**ОТРЫВОК ИЗ ТЕКСТА**.
-------------------------
Позднее дело объяснилось. Оказалось, что участие Раевского было известно до признания Лермонтова, и даже допрос с Раевского снят днём раньше, чем допрос с Лермонтова. Однако поэт долго не мог простить себе, что в показании своём заявил, будто никому, кроме Раевского, не показывал стихов, и что Раевский, вероятно, по необдуманности показал их другому, и таким образом они распространились».

Вот заключительные слова из его ответа следствию:

«Я ещё не выезжал, и потому не мог вскоре узнать впечатления, произведённого ими, не мог вовремя их возвратить назад и сжечь. Сам я их никому больше не давал, но отрекаться от них, хотя постиг свою необдуманность, я не мог: правда всегда была моей святыней и теперь, принося на суд свою повинную голову, я с твёрдостью прибегаю к ней как единственной защитнице благородного человека перед лицом царя и лицом Божим.

Михаил Лермантов».

 

.

Любезный друг

.

Святослав Афанасьевич Раевский был на шесть лет старше Лермонтова и приходился ему земляком по Пензенской губернии, где у него, в селе Раевка располагалось родовое имение. Более того, будучи крестником Елизаветы Алексеевны, он сызмалу был нечужим человеком для Арсеньевой и её внука.
-------------------------
**Сохранённые записи**.
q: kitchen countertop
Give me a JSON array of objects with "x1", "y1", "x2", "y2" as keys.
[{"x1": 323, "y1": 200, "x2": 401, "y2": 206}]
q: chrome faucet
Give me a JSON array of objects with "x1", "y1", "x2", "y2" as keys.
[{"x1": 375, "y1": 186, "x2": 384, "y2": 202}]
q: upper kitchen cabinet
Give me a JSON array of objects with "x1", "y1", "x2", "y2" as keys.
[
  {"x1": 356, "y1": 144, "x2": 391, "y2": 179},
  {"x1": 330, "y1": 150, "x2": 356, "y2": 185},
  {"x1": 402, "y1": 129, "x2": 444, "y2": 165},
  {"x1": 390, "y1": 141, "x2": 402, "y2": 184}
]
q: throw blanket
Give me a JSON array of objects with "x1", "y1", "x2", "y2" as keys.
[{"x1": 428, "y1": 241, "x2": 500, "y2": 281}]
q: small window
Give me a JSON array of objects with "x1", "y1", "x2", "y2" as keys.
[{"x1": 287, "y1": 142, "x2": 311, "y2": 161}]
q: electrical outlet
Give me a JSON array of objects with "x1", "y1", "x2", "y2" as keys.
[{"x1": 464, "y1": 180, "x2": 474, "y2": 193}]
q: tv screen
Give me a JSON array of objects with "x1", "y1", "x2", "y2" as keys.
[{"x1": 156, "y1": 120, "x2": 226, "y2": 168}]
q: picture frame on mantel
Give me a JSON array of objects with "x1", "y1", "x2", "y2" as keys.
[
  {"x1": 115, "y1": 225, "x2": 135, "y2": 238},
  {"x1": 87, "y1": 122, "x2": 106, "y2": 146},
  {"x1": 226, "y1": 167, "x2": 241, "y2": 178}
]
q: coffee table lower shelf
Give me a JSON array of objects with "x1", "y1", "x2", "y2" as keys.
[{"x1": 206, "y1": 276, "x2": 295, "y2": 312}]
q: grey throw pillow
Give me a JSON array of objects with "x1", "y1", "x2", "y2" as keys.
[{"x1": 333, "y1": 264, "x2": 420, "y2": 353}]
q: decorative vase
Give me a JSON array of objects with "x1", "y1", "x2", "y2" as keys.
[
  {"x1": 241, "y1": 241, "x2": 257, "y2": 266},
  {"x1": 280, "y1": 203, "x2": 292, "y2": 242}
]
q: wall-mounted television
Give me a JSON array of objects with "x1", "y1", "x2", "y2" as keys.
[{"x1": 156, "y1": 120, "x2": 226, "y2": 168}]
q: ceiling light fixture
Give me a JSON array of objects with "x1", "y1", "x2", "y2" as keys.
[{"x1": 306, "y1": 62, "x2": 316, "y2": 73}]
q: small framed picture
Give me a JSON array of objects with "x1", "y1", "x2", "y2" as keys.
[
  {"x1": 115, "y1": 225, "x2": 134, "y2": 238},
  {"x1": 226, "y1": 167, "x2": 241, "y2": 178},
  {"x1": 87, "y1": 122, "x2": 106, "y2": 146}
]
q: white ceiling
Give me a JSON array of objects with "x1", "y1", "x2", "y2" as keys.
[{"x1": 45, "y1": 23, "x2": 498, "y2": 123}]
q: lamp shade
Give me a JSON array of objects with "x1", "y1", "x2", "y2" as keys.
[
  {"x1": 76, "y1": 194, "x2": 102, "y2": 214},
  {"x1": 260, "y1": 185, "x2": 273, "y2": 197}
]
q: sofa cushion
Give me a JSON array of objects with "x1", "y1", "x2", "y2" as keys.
-------------------------
**УСЛОВИЕ ЗАДАЧИ**. На сколько лет, согласно отрывку о Лермонтове и Раевском, Святослав Афанасьевич Раевский был старше Лермонтова? Эти записи взяты из другого источника.

**ОТВЕТ НА ЗАДАЧУ**. На шесть лет.